Rewrite the items from the line with "of the bare" through the last line of the items, changing "bare tree" to "leafless tree" and keeping everything else the same.

AVAILABLE RECORDS:
=-=-=-=-=
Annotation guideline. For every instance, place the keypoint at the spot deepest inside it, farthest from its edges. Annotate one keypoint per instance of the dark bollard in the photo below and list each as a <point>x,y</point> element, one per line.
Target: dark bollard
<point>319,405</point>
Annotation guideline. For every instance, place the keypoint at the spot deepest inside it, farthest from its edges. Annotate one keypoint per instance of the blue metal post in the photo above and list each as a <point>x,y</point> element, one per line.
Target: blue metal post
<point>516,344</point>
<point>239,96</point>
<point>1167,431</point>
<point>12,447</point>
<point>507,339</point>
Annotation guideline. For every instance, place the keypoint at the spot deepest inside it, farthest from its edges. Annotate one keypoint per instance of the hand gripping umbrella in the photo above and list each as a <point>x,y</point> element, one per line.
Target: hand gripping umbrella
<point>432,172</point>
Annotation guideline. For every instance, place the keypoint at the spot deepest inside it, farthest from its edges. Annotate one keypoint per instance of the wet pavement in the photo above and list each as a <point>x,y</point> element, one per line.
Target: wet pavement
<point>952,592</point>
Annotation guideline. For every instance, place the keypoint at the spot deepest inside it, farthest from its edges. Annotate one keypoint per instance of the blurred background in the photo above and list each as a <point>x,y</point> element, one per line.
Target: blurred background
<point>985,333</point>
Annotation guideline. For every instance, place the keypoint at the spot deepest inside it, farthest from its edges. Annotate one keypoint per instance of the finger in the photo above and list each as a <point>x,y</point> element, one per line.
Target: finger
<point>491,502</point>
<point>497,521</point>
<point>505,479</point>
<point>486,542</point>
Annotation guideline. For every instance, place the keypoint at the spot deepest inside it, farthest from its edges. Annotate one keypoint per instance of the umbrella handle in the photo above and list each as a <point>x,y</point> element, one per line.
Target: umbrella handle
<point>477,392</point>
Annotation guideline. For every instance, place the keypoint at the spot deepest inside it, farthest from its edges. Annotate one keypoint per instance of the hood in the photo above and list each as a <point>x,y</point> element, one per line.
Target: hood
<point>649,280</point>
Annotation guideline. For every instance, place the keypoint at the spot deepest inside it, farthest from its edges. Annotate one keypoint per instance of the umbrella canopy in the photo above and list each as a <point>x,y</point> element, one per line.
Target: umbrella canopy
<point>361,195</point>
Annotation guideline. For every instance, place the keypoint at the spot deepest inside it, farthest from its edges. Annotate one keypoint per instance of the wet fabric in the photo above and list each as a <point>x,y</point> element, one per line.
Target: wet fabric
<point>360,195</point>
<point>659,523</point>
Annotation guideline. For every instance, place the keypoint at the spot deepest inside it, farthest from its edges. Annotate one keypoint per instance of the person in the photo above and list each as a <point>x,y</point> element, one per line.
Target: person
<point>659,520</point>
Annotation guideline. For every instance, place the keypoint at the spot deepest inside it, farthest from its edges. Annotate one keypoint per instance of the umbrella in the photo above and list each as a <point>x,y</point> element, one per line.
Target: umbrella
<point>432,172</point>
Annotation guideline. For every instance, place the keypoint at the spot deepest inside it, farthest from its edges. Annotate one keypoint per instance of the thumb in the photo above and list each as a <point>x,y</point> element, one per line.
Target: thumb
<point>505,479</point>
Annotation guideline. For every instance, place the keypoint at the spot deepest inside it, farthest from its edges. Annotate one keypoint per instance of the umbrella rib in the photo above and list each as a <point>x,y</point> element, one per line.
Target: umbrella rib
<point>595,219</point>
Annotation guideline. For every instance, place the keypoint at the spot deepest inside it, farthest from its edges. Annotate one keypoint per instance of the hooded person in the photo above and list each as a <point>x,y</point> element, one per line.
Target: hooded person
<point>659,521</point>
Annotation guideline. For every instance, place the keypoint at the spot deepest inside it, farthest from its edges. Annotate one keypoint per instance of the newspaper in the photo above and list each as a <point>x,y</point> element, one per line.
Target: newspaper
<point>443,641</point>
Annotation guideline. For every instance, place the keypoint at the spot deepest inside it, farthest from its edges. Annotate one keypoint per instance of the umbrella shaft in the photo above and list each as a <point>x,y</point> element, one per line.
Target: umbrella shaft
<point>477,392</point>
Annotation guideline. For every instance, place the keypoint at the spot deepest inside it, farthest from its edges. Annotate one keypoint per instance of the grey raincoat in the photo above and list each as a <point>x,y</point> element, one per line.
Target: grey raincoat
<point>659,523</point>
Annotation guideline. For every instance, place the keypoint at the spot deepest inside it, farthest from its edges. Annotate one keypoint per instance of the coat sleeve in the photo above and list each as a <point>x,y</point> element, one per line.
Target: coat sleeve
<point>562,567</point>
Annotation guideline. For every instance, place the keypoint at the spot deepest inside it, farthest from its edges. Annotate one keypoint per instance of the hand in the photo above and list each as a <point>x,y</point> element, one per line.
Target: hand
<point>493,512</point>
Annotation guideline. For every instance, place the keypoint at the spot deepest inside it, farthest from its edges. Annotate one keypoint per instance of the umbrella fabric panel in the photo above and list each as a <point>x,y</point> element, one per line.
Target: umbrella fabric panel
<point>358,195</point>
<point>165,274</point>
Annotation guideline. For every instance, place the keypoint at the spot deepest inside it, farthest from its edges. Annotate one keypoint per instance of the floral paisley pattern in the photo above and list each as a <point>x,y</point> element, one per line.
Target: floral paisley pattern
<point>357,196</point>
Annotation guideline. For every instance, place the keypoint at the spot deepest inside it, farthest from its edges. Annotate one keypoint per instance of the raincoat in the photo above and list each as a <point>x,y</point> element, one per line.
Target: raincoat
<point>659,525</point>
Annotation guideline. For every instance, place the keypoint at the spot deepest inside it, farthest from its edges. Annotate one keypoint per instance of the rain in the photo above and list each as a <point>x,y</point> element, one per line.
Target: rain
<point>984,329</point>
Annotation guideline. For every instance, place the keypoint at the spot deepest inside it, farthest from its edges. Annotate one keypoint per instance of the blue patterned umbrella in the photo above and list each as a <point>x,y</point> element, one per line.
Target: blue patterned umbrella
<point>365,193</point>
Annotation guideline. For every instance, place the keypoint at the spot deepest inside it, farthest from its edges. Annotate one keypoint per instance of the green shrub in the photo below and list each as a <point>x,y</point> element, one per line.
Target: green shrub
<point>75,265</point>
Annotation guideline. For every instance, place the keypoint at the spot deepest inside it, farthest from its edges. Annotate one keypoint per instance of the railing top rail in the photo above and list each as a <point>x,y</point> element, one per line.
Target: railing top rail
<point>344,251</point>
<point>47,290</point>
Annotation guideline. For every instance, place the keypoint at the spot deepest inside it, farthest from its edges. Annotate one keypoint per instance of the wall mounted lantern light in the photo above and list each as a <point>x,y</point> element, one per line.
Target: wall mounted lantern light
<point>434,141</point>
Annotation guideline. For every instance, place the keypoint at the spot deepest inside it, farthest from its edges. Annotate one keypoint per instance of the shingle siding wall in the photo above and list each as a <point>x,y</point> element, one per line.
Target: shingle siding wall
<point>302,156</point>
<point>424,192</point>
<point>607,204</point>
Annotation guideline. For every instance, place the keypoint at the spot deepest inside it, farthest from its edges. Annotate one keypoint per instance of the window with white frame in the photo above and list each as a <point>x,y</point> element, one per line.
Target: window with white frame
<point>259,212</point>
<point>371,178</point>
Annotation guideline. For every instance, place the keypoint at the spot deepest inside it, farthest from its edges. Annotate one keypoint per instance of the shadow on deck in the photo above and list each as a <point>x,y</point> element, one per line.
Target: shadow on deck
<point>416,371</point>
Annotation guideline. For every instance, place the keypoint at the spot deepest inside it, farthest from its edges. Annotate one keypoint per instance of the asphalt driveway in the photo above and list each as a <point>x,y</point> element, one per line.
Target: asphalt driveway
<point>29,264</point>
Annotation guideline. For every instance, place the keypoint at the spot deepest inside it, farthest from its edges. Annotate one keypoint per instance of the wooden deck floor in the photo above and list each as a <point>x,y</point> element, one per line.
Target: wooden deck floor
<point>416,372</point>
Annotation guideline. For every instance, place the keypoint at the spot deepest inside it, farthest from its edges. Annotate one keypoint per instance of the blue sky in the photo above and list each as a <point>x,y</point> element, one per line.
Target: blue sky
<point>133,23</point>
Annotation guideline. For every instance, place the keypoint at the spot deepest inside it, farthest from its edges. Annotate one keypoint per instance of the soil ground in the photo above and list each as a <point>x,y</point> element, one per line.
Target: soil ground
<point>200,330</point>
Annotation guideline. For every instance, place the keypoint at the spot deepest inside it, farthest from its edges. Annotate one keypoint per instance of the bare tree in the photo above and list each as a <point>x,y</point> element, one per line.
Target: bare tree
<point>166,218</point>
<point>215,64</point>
=-=-=-=-=
RESPONSE TO THIS TASK:
Annotation guideline. For every instance, place the keypoint at the spot deepest inside it, farthest from its edges. Annotate one keypoint per instance of the leafless tree in the photo above and list each as a <point>x,y</point> element, one per line.
Target: leafless tree
<point>166,218</point>
<point>215,64</point>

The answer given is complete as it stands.